If a line of the data below holds the word "locate", list it.

****

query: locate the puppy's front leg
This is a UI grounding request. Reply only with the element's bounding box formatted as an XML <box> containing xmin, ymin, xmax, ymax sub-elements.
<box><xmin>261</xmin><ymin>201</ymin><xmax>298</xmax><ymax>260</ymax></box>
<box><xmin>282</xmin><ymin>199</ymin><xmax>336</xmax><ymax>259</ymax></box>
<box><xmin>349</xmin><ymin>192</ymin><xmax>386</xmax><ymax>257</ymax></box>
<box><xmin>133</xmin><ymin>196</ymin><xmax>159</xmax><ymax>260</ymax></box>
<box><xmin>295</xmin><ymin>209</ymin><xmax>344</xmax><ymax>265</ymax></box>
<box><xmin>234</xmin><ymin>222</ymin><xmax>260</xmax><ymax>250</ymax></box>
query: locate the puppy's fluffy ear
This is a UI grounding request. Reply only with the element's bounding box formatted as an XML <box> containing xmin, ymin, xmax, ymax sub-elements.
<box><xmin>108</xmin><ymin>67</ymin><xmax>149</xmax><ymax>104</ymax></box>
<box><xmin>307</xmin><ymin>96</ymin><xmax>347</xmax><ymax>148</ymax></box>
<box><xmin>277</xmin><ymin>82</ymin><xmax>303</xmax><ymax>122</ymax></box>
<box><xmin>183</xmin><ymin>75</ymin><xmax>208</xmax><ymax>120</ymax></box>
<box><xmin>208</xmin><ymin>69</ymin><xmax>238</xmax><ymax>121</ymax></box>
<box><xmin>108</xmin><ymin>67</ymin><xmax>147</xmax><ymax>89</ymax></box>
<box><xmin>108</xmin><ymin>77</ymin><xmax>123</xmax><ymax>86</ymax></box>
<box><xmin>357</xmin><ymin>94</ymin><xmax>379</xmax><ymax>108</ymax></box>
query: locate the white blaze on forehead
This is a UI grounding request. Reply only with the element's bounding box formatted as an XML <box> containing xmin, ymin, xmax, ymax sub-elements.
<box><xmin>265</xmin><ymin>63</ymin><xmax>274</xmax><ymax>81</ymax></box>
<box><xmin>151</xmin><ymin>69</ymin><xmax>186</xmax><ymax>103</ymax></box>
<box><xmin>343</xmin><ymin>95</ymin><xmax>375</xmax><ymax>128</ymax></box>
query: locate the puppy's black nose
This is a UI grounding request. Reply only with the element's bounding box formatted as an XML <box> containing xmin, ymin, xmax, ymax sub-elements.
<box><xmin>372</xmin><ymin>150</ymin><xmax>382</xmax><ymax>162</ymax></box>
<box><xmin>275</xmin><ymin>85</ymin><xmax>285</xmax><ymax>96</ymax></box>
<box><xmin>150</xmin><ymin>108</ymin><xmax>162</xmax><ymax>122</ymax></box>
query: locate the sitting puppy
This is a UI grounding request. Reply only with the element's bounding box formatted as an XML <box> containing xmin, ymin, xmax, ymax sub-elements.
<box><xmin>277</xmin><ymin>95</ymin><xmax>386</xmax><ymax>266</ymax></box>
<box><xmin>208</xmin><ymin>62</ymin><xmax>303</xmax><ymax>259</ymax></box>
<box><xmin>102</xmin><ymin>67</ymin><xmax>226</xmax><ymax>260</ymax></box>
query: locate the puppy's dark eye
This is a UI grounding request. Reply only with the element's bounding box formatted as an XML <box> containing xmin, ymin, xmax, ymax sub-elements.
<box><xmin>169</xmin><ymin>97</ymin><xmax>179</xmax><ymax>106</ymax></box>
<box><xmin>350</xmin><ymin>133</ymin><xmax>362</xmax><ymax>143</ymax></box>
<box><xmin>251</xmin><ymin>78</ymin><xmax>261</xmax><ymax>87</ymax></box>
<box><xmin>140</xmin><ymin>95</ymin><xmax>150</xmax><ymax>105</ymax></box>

****

• _Your response_
query: locate the puppy's front leg
query: locate the puppy's fluffy ear
query: locate the white blaze on forehead
query: locate the puppy's black nose
query: locate the sitting puppy
query: locate the puppy's dark eye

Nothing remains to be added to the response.